• [Alıştırma Yönergeleri]
[1] Kayıtlardaki "person" kelimesini içeren bütün satırları seçin. Büyük ve küçük harf ayrımı önemlidir.
[2] Lütfen istilâ hakkındaki metnin devamını, son cümlesinden sonra gelecek biçimde yazın.

• [Alıntı]
========

06 Ekim 2012

KÂFİRLERİN BİRBİRİNİ VEYA BİZ MÜSLÜMANLARIN MALLARINI İSTİLÂLARI BEYANINDA BÂB


KÂFİRLERİN BİRBİRİNİ VEYA BİZ MÜSLÜMANLARIN MALLARINI İSTİLÂLARI BEYANINDA BÂB


İstilâ, lügatta mutlaka gâlib ve üstün olmak manasınadır, Fıkıh ıstılahında, bir kavmin mallarını veya memleketini diğer bir kavmin üstünlük yoluyla elde etmesinden ibarettir. Dar-ı harbde bir kâfir diğer bir kâfiri esir edip malını alsa ona mâlik olur. Çünkü av gibi mubah olan malı istilâ etmiştir. Kâfirler islâm memleketinden zimmîleri esir etseler, onlara mâlik olamazlar. Çünkü zimmîler hürdürler.
Biz müslümanlar kâfirlere üstün gelip onların esir ettiklerini bulup alsak, onların mallarına kıyasla o esirlere de mâlik oluruz.
Kâfirler biz müslümanların mallarını istilâ edip -her ne kadar bu mallarımız mümin köle olursa da- memleketlerine götürseler, onlara mâlik olurlar. Mâlik olmaları mubah olan malı istilâ ettikleri için değildir. Çünkü ehl-i sünnet mezhebinden sahih olan kavle göre eşyada asıl olan tevakkufdur. Eşyada asıl olar. mubah olması, Mutezile'nin mezhebidir. Belki kâfirlerin müslümanların mallarına mâlik olmaları, bir kimsenin mülkü olan malı dokunulmaz olup başka şahısların o malı koruması şer'î hükümlerdendir. Kâfirler ise şer'î hükümler ile muhatab değildirler. Biz müslümanların malları onlar hakkında dokunulmaz mallardan değildir. Bu cihetten o mallara mâlik olurlar. Nitekim Mecmâ sahibi şerhinde bu bahsi incelemiştir. Kâfirler mallarımızı aldıkları takdirde mallarımızı kurtarmak için onların arkasına düşmek biz müslümanlara farzdır. Mallarımızı aldıktan sonra müslüman olsalar, mallarımız kendilerinden alınmaz.

========

• [Alıştırma Malzemesi]
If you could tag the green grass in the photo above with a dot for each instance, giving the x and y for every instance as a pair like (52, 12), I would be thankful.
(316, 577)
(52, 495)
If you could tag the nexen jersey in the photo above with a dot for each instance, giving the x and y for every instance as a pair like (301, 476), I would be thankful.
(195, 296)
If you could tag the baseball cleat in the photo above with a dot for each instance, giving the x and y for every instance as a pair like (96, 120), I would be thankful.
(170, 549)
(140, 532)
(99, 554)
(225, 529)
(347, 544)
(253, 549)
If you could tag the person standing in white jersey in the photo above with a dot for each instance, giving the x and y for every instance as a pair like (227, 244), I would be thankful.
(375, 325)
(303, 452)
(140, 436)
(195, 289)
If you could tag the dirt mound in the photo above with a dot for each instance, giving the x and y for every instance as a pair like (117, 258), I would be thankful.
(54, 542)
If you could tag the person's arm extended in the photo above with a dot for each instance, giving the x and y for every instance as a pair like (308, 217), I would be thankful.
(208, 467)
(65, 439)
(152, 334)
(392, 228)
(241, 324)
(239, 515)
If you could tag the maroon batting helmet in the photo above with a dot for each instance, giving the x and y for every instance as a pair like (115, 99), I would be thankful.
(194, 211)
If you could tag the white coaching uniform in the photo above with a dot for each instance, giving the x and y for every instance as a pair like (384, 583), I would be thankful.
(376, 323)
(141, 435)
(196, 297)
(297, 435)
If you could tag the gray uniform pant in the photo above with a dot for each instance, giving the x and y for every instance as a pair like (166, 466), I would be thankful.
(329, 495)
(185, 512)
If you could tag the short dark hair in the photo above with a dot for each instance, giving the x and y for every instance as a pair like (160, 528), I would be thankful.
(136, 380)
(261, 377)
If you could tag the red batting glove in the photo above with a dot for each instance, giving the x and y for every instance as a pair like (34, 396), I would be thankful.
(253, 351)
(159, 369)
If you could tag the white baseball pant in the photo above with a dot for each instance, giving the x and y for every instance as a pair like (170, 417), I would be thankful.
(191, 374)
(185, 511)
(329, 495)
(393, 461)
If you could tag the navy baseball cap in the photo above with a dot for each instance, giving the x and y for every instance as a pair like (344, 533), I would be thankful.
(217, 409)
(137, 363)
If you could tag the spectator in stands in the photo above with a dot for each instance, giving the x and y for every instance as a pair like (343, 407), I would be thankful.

========

• [Alıştırma Cevapları]
[1]
If you could tag the person standing in white jersey in the photo above with a dot for each instance, giving the x and y for every instance as a pair like (227, 244), I would be thankful.
If you could tag the person's arm extended in the photo above with a dot for each instance, giving the x and y for every instance as a pair like (308, 217), I would be thankful.

[2]
Kâfirler, müslümanların mallarını memleketlerine götürdükten sonra müslüman mücahidler onlara üstün gelerek götürmüş oldukları malları onlardan alsalar, bakılır; eğer eski sahibleri mallarını müslüman mücahidler arasında taksim edilmeden önce bulurlarsa, onlara meccanen mâlik olurlar. Eğer taksim edildikten sonra bulurlarsa ve mallan da kıyemiyyât (çarşı ve pazarda benzeri bulunmayan yahut bulunsa da aralarında fazla fiat farkı bulunan mallar) dan olursa, mümkün olduğu kadar iki tarafın zararını önlemek için mücahidlere verildiği gündeki kıymetiyle alabilirler. Bu mallar misliyyât (aralarında fazla fiat farkı olmayıp, kendileri gibi pazarda bulunan mallar) dan olursa taksim edildikten sonra onları almaya yol yoktur. Zira bunları kendi misliyle almakta bir fâide yoktur. Eğer taksim edilmeden önce mallarını bulurlarsa, onları meccanen alırlar. Nitekim yukarıda geçmiştir.
Kâfirler zorla müslümanlardan almış oldukları mallan islâm memleketinden çıkarmadan müslüman mücahidler kâfirlerden o malları geri alsalar, eski sahihleri mallarını gerek taksimden önce olsun ve gerekse taksimden sonra olsun meccanen alırlar.
İZAH
"Kâfirlerin birbirini veya biz müslümanların mallarını istilâları ilh..." Musannıf biz müslümanların kâfirleri istilâ etmemizin hükmünü beyan edince kâfirlerin birbirlerini ve biz müslümanları istilâ etmelerinin hükmünü anlatmaya başladı. Fetih.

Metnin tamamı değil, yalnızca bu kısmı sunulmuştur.